-- Job 1 --
Copy the rows from the one containing "Wildlife-tally request: put a marker on the sky" up to and including the last row, requests too, and adjust every coordinate in the answers by -93.

-- Excerpt provided start --

Hector Hawton (7 February 1901 – 14 December 1975) was a British humanist, novelist and rationalist writer.

Biography

Hawton was born in Plymouth and was educated at Plymouth College. He married Mary Bishop, they had two sons. He worked as a journalist for the Western Morning News (1919–1923), National Press Agency (1923–1927) and was an editor for Empire News (1927–1929).

During World War II he worked for No. 4 Group RAF at Heslington Hall, Yorkshire. He was managing director of the Rationalist Press Association (1952–1971) and editor for The Humanist.

Hawton was sympathetic to the Christ myth theory. He wrote the introduction to the 1967 reprint of J. M. Robertson's book Pagan Christs. He ghostwrote many of the books attributed to Eustace Chesser.

Hawton authored many novels, including science fiction. Some of these were published under the pseudonyms Jack Lethaby or John Sylvester.

He identified as a Marxist but later moved away from this viewpoint. He has been described as "one of the most significant humanists in postwar Britain."

Publications

Nonfiction

Flight From Reality (1941)
Night Bombing (1944)
The Men Who Fly (1944)
Men Without Gods (1948)
Philosophy for Pleasure (1949)
Why be Moral?: How to Decide What is Right and What is Wrong Without Invoking a Supernatural Law-Giver (1947)
The Thinker's Handbook: A Guide to Religious Controversy (1950)
The Feast of Unreason (1952)

-- Excerpt provided end --
-- Data to process start --

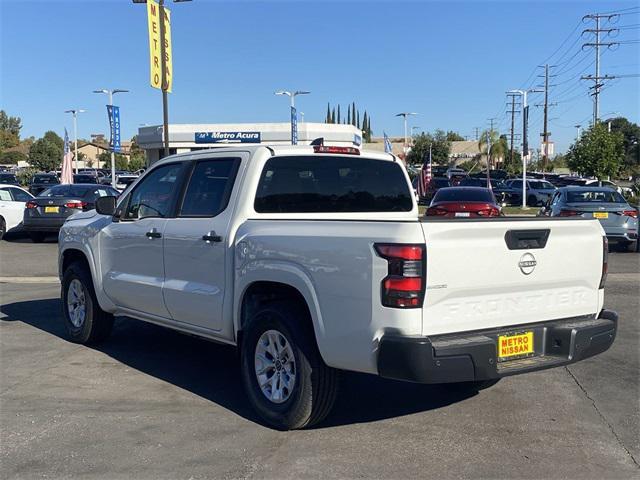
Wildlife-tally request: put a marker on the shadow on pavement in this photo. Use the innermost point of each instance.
(212, 371)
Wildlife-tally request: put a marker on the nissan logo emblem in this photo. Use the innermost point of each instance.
(527, 263)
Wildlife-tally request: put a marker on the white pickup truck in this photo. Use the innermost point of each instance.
(313, 259)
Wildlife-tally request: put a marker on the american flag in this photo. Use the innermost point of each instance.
(66, 175)
(425, 176)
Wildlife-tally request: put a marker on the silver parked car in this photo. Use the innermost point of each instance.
(618, 218)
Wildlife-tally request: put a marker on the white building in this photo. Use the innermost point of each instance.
(191, 137)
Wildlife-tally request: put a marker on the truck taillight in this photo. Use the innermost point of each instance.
(605, 261)
(404, 285)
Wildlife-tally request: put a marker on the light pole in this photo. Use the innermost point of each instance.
(110, 93)
(405, 115)
(294, 117)
(75, 112)
(525, 143)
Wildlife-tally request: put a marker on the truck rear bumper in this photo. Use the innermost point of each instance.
(473, 356)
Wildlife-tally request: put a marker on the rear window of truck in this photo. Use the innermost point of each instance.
(323, 184)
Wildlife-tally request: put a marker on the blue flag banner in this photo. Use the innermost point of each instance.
(387, 144)
(294, 126)
(114, 125)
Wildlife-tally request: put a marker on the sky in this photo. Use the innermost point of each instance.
(449, 61)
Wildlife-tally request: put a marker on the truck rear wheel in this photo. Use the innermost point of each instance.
(286, 380)
(85, 321)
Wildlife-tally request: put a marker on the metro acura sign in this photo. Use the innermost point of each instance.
(227, 137)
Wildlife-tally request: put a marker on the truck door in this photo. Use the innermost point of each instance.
(197, 246)
(131, 248)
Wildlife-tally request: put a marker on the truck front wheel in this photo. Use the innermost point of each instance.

-- Data to process end --

-- Job 2 --
Rewrite the Hector Hawton biography from "Philosophy for Pleasure" up to and including "Religious Controversy (1950)", putting "Manual" in place of "Handbook".

-- Full response 1 --
Wildlife-tally request: put a marker on the sky in this photo. Use the innermost point of each instance.
(356, -32)
Wildlife-tally request: put a marker on the truck rear wheel in this photo. Use the innermost point of each instance.
(193, 287)
(-8, 228)
Wildlife-tally request: put a marker on the metro acura sign in this photo. Use the innermost point of each instance.
(134, 44)
Wildlife-tally request: put a marker on the truck door in this photo. Use the innermost point of each instance.
(104, 153)
(38, 155)
Wildlife-tally request: put a marker on the truck front wheel in this photo. Use the innermost point of each instance.

-- Full response 2 --
Philosophy for Pleasure (1949)
Why be Moral?: How to Decide What is Right and What is Wrong Without Invoking a Supernatural Law-Giver (1947)
The Thinker's Manual: A Guide to Religious Controversy (1950)